**Document:**
---------------

You can check out PDXYAR at http://pdxyar.org. Yar! If you’re in Portland, try to catch them at the Swashbuckler’s Ball on November 17. Yar! You can see other drawings done by my fellow sketchers that night at the Dr.Sketchy’s/PDXYAR Facebook event page.

a little bit belge

Bazi Bierbrasserie, Portland
On the rainy Sunday in SE Portland, it was necessary to occasionally go inside. One very cool place I visited was Bazi Bierbrasserie, a Belgian beer cafe near Hawthorne. I didn’t realize at the time I was sketching in Belgian colours, but it makes sense. I came with fellow urban sketcher Kalina Wilson, who was showing me around the neighbourhood before that evening’s Dr. Sketchy’s pirate-sketching event, which you’ll hear more about in my next post. Naturally, I had the Kwak, I love the Kwak and its funny glass, it’s one of my top three favourite Belgian beers (the others being Charles Quint and Fruit Defendu, if you’re wondering). I don’t recall the name of the beer Kalina had, Draak I think it was, but thankfully she sketched it wonderfully here. (I’m a fan of her work, and her creativity has certainly influenced my own stuff over the past couple of years in various ways, though our styles are very different – you should check out her website Geminica). The proprietor of the bar complemented us on our sketches and told me about the different beers they occasionally get in there from around Belgium, I mentioned I’d lived in Charleroi for a year. That’s where I got a real beer-ducation, talking to locals at La Cuve a Biere, where I would go most nights and fill books with writing, before I was so into urban sketching. I’ve often thought it might be fun to turn some of the writing from my Belgian diaries into a kind of comic, that rainy, clumsy year.

---------------

**Source excerpt:**
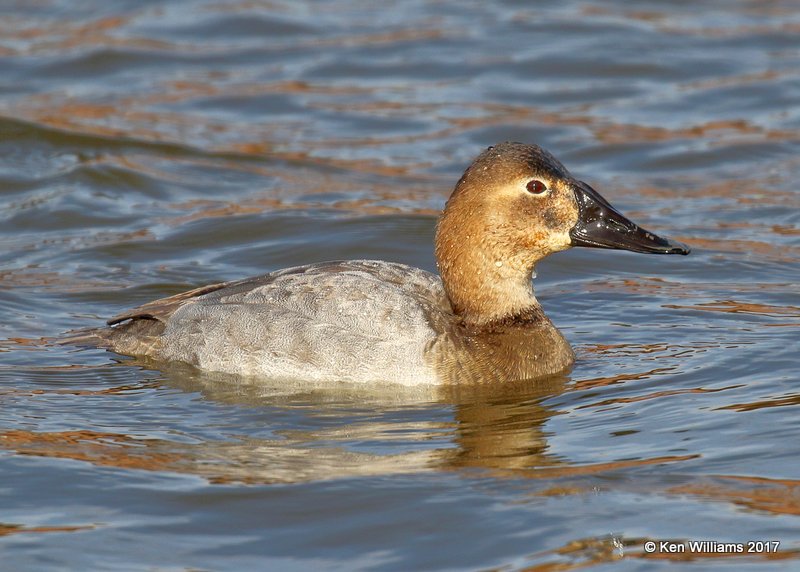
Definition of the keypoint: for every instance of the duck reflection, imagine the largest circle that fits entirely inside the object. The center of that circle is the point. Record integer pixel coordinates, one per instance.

---------------

**Goal:**
Resume the text on sketching at a Belgian beer cafe in Portland, picking up after its final sentence. The material has no connection to the text on sketching at a Belgian beer cafe in Portland.

**Exercise answer:**
a portland beer-ducation

Cascade, Portland
Cascade Brewing Barrel House in SE Portland. On the Saturday evening in Portland I was cream-crackered after a day of sketching, and stayed in my hotel watching the San Francisco Giants storing their way through Game Three of the World Series. It was relaxing, I wrote a couple of postcards and finished off some sketches. I popped down to the hotel lobby to access something called the internet, and watched an inning or so at the hotel bar over a beer, listening to large-haired ladies talking in sour tones about their colleagues, while a baseball-capped business-man offered idle chat about the political attack ads being the same here as they are ‘back home’, and all of them being lies, lies and more lies. Occasionally, groups of costumed people wafted by and disappeared into the halloween partying night. Well, fun though that was, lying in bed watching the baseball was significantly better.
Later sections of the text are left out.